▶ YOUR OBJECTIVE
Each of the entries beneath this task should be written out exactly.

[Stored records]
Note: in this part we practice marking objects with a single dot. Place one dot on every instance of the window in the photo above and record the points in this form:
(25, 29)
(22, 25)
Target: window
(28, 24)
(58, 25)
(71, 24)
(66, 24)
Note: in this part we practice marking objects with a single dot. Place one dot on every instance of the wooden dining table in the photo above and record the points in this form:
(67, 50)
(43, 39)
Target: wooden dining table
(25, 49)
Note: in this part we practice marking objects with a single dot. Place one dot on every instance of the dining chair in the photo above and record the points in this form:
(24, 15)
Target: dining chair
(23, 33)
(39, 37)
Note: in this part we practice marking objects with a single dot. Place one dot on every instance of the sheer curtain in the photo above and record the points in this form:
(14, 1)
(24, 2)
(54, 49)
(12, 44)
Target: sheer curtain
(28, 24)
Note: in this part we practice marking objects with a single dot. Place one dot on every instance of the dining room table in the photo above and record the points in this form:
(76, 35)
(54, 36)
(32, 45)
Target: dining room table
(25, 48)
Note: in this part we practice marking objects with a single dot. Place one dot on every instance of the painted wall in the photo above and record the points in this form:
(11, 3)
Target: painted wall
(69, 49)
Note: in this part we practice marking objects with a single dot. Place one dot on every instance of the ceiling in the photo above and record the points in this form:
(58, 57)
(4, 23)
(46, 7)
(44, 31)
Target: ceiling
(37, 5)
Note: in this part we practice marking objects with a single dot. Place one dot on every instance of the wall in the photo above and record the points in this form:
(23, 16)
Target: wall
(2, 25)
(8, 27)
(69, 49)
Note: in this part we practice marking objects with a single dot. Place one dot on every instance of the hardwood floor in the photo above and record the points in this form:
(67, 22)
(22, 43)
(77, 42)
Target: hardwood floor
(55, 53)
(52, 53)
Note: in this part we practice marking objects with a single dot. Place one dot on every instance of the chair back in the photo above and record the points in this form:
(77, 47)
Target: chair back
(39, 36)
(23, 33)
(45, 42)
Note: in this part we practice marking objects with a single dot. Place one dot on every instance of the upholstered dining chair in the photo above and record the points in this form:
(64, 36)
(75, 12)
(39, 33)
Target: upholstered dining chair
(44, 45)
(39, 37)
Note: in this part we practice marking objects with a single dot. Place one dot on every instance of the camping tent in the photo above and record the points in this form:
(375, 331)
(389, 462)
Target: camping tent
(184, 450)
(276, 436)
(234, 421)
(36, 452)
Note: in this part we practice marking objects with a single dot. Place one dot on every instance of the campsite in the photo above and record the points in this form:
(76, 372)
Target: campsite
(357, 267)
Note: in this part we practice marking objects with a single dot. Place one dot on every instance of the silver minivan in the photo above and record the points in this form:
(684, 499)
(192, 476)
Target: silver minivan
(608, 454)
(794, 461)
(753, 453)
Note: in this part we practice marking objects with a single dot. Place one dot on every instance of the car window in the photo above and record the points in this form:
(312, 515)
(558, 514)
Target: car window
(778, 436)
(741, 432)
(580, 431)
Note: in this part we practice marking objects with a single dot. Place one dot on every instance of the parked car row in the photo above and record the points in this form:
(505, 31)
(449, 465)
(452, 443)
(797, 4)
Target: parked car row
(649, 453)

▶ RESPONSE TO THIS TASK
Note: in this part we practice marking objects with a single dot. Place one dot on every instance of the window in the photo above and record the points in this form:
(25, 29)
(22, 25)
Target: window
(28, 24)
(58, 25)
(71, 24)
(66, 24)
Note: in this part we practice marking objects with a single dot. Place one dot on every instance of the wooden dining table in the photo above and record the points in this form:
(67, 50)
(43, 39)
Target: wooden dining table
(25, 49)
Note: in this part we practice marking objects with a single dot. Place one dot on every instance of the dining chair in the photo above and record the points in this form:
(24, 15)
Target: dining chair
(23, 33)
(39, 37)
Note: in this part we practice marking objects with a single dot. Place one dot on every instance of the sheer curtain in the photo above and record the points in this form:
(14, 1)
(24, 2)
(54, 49)
(12, 44)
Target: sheer curtain
(28, 24)
Note: in this part we practice marking objects with a single dot. Place one dot on every instance of the dining room table in the photo above and record the points in this form:
(76, 35)
(54, 36)
(32, 45)
Target: dining room table
(25, 48)
Note: in this part we practice marking objects with a single dot. Place one dot on every instance of the painted wall in the photo above and record the points in this form:
(11, 3)
Target: painted wall
(69, 49)
Note: in this part we practice marking objects with a single dot. Place one dot on every instance of the ceiling in the photo above and record the points in this form:
(58, 57)
(4, 23)
(46, 7)
(44, 31)
Target: ceiling
(37, 5)
Note: in this part we practice marking objects with a single dot. Place one dot on every instance of the wall in the photo above and record the points in this form:
(23, 16)
Target: wall
(2, 25)
(8, 27)
(69, 49)
Note: in this part we practice marking objects with a single dot. Place one dot on every instance of the hardwood floor in the photo above and record the points in this form:
(67, 22)
(22, 43)
(77, 42)
Target: hardwood floor
(55, 53)
(52, 53)
Note: in this part we practice marking objects with a single dot. Place one dot on every instance of the chair back in the photo above and record the points in this form:
(77, 47)
Target: chair back
(39, 36)
(23, 33)
(45, 42)
Note: in this part we practice marking objects with a single dot. Place one dot on every instance of the upholstered dining chair in the photo above and record the points in this form:
(64, 36)
(75, 12)
(39, 33)
Target: upholstered dining chair
(44, 45)
(39, 37)
Note: in this part we practice marking objects with a single dot. Place one dot on every instance of the camping tent in the photo above and record the points in this form:
(375, 331)
(389, 462)
Target: camping tent
(184, 450)
(276, 436)
(234, 421)
(36, 452)
Note: in this part we practice marking objects with a single dot. Place one dot on every instance of the campsite in the photo above and record the points in this form:
(76, 372)
Target: campsite
(357, 267)
Note: in this part we practice marking objects with a single dot. Place one dot on every instance of the silver minivan in the photo above and record the points in this form:
(684, 499)
(192, 476)
Target: silver minivan
(608, 454)
(794, 461)
(753, 453)
Note: in this part we practice marking objects with a single dot. Place one dot on every instance of the car window in the photo above and record the points in this form:
(312, 515)
(558, 514)
Target: car window
(778, 436)
(741, 432)
(580, 431)
Note: in this part we practice marking objects with a single dot. Place one dot on every instance of the parked car row in the photo above and record the points in this form:
(505, 31)
(449, 465)
(452, 443)
(797, 4)
Target: parked car row
(649, 453)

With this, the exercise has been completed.